EXERCISE DIRECTIONS: Reproduce everything in the listing from the line containing "Every instance of the black cable" down to the line containing "<point>135,34</point>", both included, adding 3 to every number in the answer coordinates. Give only those lines.

* BEGIN INPUT ROWS *

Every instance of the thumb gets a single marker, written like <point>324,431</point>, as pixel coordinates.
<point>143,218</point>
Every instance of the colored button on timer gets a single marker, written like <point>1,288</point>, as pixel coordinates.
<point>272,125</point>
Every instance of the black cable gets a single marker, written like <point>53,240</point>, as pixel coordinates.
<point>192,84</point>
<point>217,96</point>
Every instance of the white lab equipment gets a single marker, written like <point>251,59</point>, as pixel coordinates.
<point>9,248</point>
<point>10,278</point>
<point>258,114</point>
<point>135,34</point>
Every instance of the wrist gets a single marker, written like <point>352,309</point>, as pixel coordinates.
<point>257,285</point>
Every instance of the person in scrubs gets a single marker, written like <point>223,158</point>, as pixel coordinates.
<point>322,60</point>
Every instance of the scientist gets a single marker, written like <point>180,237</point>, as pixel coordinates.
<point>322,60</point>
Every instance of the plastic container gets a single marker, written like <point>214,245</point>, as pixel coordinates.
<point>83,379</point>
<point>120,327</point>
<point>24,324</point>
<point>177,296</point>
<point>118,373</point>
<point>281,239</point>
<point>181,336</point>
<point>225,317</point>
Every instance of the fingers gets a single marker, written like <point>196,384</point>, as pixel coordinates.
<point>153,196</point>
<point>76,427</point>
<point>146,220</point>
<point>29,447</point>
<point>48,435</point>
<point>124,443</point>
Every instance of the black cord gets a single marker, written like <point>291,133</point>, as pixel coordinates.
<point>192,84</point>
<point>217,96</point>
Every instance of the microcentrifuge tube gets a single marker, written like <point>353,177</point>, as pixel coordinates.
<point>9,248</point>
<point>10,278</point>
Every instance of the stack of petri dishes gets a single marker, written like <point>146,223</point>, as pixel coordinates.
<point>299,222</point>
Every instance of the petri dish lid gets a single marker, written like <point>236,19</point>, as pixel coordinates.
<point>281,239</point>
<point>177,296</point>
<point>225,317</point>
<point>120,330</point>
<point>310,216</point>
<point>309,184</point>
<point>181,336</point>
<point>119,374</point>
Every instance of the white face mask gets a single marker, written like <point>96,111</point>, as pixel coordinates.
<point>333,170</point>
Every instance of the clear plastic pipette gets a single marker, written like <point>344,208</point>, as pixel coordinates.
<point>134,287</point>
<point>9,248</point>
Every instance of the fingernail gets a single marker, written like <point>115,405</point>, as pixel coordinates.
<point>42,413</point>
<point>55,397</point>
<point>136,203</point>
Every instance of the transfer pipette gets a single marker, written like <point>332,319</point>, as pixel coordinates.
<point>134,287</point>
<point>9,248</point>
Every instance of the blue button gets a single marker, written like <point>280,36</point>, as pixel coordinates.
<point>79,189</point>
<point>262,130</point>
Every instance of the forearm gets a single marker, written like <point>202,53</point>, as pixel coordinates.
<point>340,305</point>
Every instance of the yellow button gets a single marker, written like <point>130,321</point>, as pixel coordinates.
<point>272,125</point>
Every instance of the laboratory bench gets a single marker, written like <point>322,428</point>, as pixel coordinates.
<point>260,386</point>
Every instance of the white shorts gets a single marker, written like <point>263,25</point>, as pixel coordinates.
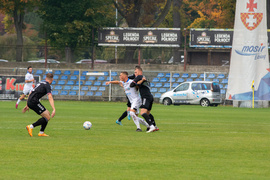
<point>26,91</point>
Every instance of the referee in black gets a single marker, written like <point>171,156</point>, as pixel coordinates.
<point>147,97</point>
<point>41,89</point>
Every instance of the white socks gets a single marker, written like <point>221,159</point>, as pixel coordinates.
<point>18,101</point>
<point>143,122</point>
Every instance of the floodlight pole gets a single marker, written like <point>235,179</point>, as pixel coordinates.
<point>252,87</point>
<point>185,50</point>
<point>139,56</point>
<point>45,53</point>
<point>116,24</point>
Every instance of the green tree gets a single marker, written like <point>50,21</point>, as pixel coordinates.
<point>70,23</point>
<point>140,13</point>
<point>210,13</point>
<point>17,9</point>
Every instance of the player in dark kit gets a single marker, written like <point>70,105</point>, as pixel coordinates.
<point>41,89</point>
<point>147,98</point>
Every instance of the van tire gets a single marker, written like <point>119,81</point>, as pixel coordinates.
<point>167,101</point>
<point>204,102</point>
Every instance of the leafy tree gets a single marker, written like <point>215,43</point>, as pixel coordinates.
<point>17,9</point>
<point>70,23</point>
<point>140,13</point>
<point>210,13</point>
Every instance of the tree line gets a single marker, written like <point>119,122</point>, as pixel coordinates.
<point>74,23</point>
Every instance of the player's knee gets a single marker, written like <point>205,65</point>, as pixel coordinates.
<point>46,114</point>
<point>132,114</point>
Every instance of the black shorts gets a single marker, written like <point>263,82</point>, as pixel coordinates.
<point>128,104</point>
<point>147,103</point>
<point>37,107</point>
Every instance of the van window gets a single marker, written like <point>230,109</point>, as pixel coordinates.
<point>216,87</point>
<point>201,86</point>
<point>182,87</point>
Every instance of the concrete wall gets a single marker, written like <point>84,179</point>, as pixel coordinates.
<point>106,67</point>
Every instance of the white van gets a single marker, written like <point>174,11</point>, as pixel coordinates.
<point>205,93</point>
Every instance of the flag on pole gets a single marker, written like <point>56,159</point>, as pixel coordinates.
<point>249,56</point>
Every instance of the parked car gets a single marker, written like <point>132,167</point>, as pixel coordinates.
<point>3,60</point>
<point>204,93</point>
<point>89,61</point>
<point>43,61</point>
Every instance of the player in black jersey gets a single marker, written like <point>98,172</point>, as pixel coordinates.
<point>147,98</point>
<point>41,89</point>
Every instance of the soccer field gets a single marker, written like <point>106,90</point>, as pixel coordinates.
<point>193,143</point>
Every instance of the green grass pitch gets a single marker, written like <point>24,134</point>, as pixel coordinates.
<point>193,143</point>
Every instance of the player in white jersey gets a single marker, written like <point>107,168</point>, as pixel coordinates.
<point>28,86</point>
<point>133,97</point>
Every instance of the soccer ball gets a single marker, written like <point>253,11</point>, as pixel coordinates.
<point>87,125</point>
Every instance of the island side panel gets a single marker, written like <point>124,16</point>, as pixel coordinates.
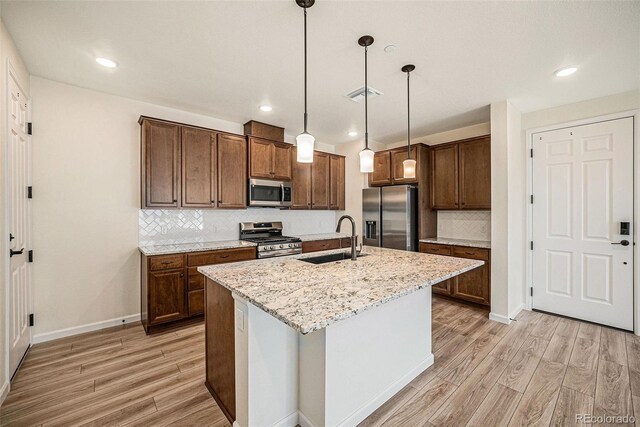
<point>220,347</point>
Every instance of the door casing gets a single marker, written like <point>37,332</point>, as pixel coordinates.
<point>635,114</point>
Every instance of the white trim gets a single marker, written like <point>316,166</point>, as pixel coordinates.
<point>635,114</point>
<point>368,408</point>
<point>89,327</point>
<point>4,391</point>
<point>499,318</point>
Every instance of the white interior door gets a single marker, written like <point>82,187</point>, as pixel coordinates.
<point>582,192</point>
<point>19,169</point>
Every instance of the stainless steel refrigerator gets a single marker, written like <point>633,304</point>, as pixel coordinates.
<point>390,217</point>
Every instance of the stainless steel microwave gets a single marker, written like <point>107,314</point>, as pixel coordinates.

* END INPUT ROWS *

EXERCISE RESULT:
Every instance of the black cable gets a single marker, written like <point>53,240</point>, as pixel coordinates.
<point>195,87</point>
<point>220,99</point>
Every instance of the white lab equipment gets a single marker, written like <point>251,59</point>, as pixel coordinates.
<point>12,251</point>
<point>13,281</point>
<point>261,117</point>
<point>138,37</point>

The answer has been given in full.